[Exercise directions] Reproduce all of the data exactly.

— Start Extracted data —

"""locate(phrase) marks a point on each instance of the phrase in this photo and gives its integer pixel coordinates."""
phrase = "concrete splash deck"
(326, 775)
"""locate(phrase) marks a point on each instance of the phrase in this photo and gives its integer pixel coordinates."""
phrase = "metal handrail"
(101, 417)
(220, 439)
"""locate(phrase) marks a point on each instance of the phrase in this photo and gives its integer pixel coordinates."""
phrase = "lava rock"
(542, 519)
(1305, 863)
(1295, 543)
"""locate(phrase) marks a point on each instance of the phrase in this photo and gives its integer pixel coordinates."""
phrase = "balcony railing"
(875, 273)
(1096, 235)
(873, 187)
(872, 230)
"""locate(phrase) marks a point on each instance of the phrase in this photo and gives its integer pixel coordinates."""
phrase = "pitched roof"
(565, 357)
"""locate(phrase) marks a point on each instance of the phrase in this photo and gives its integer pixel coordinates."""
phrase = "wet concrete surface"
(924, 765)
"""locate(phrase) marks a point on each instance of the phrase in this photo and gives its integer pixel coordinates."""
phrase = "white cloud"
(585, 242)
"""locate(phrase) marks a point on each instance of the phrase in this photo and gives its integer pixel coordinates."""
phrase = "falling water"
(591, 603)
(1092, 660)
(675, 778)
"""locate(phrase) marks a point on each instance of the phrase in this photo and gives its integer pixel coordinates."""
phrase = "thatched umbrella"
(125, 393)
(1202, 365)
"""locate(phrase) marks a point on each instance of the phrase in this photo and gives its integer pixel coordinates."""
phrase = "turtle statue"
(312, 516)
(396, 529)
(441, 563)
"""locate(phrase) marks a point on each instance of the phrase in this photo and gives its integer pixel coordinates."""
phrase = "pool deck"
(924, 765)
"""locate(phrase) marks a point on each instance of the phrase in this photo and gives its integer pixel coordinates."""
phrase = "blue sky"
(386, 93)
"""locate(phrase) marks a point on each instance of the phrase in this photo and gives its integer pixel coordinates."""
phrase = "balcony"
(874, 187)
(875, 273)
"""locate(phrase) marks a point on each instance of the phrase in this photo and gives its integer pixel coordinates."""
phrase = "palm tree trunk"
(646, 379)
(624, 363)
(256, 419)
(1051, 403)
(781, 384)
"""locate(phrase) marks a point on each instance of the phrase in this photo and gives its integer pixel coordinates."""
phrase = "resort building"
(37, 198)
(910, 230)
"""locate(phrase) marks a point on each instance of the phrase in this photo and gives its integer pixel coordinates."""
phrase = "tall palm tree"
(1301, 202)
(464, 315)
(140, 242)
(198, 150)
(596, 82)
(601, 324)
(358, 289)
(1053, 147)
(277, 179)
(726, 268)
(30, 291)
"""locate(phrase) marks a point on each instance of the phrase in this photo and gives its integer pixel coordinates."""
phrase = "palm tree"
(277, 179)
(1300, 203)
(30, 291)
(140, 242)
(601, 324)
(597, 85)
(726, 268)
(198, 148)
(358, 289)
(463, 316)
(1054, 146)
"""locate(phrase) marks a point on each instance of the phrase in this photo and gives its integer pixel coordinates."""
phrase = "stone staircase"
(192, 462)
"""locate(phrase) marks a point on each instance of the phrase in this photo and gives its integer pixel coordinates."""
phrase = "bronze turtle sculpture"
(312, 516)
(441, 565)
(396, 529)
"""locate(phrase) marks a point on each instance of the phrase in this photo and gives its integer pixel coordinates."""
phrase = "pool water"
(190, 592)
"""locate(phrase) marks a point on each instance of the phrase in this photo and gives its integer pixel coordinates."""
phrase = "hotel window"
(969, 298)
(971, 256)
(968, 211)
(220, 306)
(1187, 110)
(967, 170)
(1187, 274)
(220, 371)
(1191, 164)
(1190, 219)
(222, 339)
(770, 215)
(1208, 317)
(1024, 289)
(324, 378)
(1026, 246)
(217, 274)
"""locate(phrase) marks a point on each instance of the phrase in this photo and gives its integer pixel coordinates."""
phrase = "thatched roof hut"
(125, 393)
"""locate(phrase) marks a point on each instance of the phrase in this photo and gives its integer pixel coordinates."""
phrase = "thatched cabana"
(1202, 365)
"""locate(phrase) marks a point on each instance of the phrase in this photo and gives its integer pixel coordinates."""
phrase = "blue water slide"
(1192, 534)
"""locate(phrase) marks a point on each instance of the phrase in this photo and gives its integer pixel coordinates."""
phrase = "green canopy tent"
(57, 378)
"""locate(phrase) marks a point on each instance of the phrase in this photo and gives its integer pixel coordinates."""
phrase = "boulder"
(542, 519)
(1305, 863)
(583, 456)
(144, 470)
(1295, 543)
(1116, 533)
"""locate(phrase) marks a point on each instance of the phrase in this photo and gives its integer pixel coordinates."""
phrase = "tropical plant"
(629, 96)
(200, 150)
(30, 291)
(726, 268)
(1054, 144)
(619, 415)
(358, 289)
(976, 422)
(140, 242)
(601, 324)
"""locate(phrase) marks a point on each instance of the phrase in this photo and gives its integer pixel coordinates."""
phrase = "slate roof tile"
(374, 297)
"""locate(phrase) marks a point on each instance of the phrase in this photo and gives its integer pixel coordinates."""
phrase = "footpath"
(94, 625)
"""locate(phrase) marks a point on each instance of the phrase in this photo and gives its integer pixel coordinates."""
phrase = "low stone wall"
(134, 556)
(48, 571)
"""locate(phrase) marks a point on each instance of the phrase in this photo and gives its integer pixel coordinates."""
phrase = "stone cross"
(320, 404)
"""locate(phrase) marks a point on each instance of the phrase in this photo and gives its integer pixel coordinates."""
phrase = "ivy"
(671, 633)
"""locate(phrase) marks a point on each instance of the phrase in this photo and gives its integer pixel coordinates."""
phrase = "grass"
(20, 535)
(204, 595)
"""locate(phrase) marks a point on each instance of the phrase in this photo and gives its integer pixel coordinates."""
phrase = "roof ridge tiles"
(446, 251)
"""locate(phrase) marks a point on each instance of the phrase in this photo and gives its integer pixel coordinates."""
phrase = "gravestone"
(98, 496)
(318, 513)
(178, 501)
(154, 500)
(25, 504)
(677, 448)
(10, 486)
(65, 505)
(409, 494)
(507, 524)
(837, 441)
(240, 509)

— End Extracted data —

[Answer to this problem]
"""locate(phrase) marks a point on each instance of the phrase in this photo and gives its integer pixel coordinates."""
phrase = "concrete splash deck"
(326, 775)
"""locate(phrase) marks a point on each instance of the phrase in this photo and gives its integer pixel coordinates."""
phrase = "metal handrail"
(101, 417)
(220, 439)
"""locate(phrase) marks a point on each instance of the phrase in this photo and gives its integer pixel coordinates."""
phrase = "lava rock"
(542, 519)
(1305, 863)
(1295, 543)
"""locate(phrase) marks a point on each instance of the phrase in this photo and gives its integer pixel coordinates."""
phrase = "balcony railing"
(875, 273)
(1096, 235)
(873, 187)
(872, 230)
"""locate(phrase) marks a point on each instance of the phrase in this photo and gives its integer pixel coordinates."""
phrase = "pitched roof"
(565, 357)
"""locate(phrase) marks a point on each instance of the phrase in this photo and gives its integer pixel coordinates."""
phrase = "wet concrete surface"
(924, 765)
"""locate(phrase) marks a point on each instance of the phrase in this photo and gives its integer pixel coordinates."""
phrase = "white cloud"
(585, 242)
"""locate(phrase) marks a point on each instance of the phrase in this photo and gives its integer pixel coordinates."""
phrase = "falling water"
(591, 603)
(1092, 660)
(675, 778)
"""locate(phrase) marks a point on each instance of the phrase in this photo and gives its integer pixel coordinates."""
phrase = "thatched umbrella"
(125, 393)
(1202, 365)
"""locate(phrase) marks a point on each instance of the phrase in this photo and gives its integer pixel coordinates."""
phrase = "turtle statue"
(312, 516)
(396, 529)
(441, 563)
"""locate(phrase) marks a point on each instance of the phrase in this photo and gives its integer pixel coordinates."""
phrase = "pool deck"
(924, 765)
"""locate(phrase) marks a point on each instance of the phrase in this photo and gives its integer pixel coordinates."""
phrase = "blue sky"
(386, 93)
"""locate(phrase) marks a point on each instance of the phrase in this photo and gives its integer pixel coordinates."""
phrase = "balcony"
(874, 187)
(875, 273)
"""locate(phrase) marks a point on each instance of the phrase in this photo and gives its integer pixel coordinates."""
phrase = "palm tree trunk"
(646, 379)
(624, 363)
(256, 419)
(1051, 403)
(781, 384)
"""locate(phrase) marks a point on each instance of the phrase in this photo and gives its integer pixel coordinates."""
phrase = "resort building"
(37, 198)
(910, 230)
"""locate(phrase) marks a point on each instance of the phrase in this photo and gives its integer pixel coordinates."""
phrase = "tall palm tree"
(1301, 202)
(464, 315)
(140, 242)
(198, 150)
(596, 82)
(601, 324)
(358, 289)
(1053, 147)
(277, 179)
(726, 268)
(30, 291)
"""locate(phrase) marks a point on each instance of the phrase in this photo and gives its integer pixel coordinates."""
phrase = "palm tree"
(277, 179)
(1300, 203)
(30, 291)
(140, 242)
(601, 324)
(597, 85)
(726, 268)
(198, 148)
(358, 289)
(463, 316)
(1054, 146)
"""locate(phrase) marks a point on each instance of the phrase in this photo and gives its integer pixel coordinates."""
phrase = "stone staircase"
(192, 462)
"""locate(phrase) marks a point on each instance of the phrase in this photo and gives its integer pixel coordinates."""
phrase = "bronze turtle sculpture"
(312, 516)
(441, 565)
(396, 529)
"""locate(phrase) marks a point on each instance of the phrase in this photo and gives its integer pixel coordinates."""
phrase = "pool water"
(190, 592)
"""locate(phrase) marks a point on each instance of the phrase in this photo and gives its integer pixel coordinates."""
phrase = "hotel window"
(969, 298)
(971, 256)
(968, 211)
(220, 306)
(1187, 110)
(967, 170)
(1187, 274)
(220, 371)
(1191, 164)
(1190, 219)
(222, 339)
(770, 215)
(1208, 317)
(1024, 289)
(324, 378)
(1026, 246)
(217, 274)
"""locate(phrase) marks a point on each instance of the phrase in this photo and gives its integer pixel coordinates."""
phrase = "thatched roof hut"
(125, 393)
"""locate(phrase) marks a point on each instance of the phrase in this photo and gives its integer pixel coordinates."""
phrase = "thatched cabana"
(1202, 365)
"""locate(phrase) marks a point on each instance of the phrase in this photo and gives its integer pixel coordinates."""
phrase = "blue water slide"
(1192, 534)
"""locate(phrase) marks a point on each instance of the phrase in this photo and gives its integer pixel coordinates."""
phrase = "green canopy tent"
(57, 378)
"""locate(phrase) marks a point on each instance of the phrase in this photo and gives its integer pixel coordinates."""
phrase = "boulder"
(542, 519)
(1305, 863)
(583, 456)
(144, 470)
(1295, 543)
(1116, 533)
"""locate(phrase) marks a point on each instance of the phrase in this photo and gives its integer pixel coordinates."""
phrase = "tropical plant"
(629, 96)
(200, 150)
(30, 291)
(726, 268)
(1054, 144)
(619, 415)
(358, 289)
(976, 422)
(140, 242)
(601, 324)
"""locate(phrase) marks a point on each instance of the phrase in this photo and gives its integer pixel coordinates."""
phrase = "slate roof tile"
(374, 297)
"""locate(phrase) marks a point on each instance of the phrase in this photo and gives its integer pixel coordinates."""
phrase = "footpath"
(94, 625)
"""locate(phrase) marks a point on each instance of the phrase in this photo and gives its integer pixel coordinates."""
phrase = "low stone wall"
(134, 556)
(48, 571)
"""locate(phrase) marks a point on each instance of the phrase in this photo and gives its integer pixel coordinates."""
phrase = "stone cross"
(320, 404)
"""locate(phrase) marks a point on each instance of the phrase in this photo and gives its integer pixel coordinates."""
phrase = "ivy"
(671, 633)
"""locate(phrase) marks a point on each instance of the phrase in this photo and gives its integer pixel coordinates."""
phrase = "grass"
(20, 535)
(204, 595)
"""locate(phrase) marks a point on each instance of the phrase in this photo and gives its integer pixel coordinates."""
phrase = "roof ridge tiles"
(446, 251)
"""locate(phrase) marks a point on each instance of the phrase in this photo and gives its integer pixel coordinates."""
phrase = "gravestone"
(98, 496)
(318, 513)
(178, 501)
(154, 500)
(25, 504)
(677, 448)
(10, 486)
(65, 505)
(409, 494)
(507, 524)
(837, 441)
(240, 509)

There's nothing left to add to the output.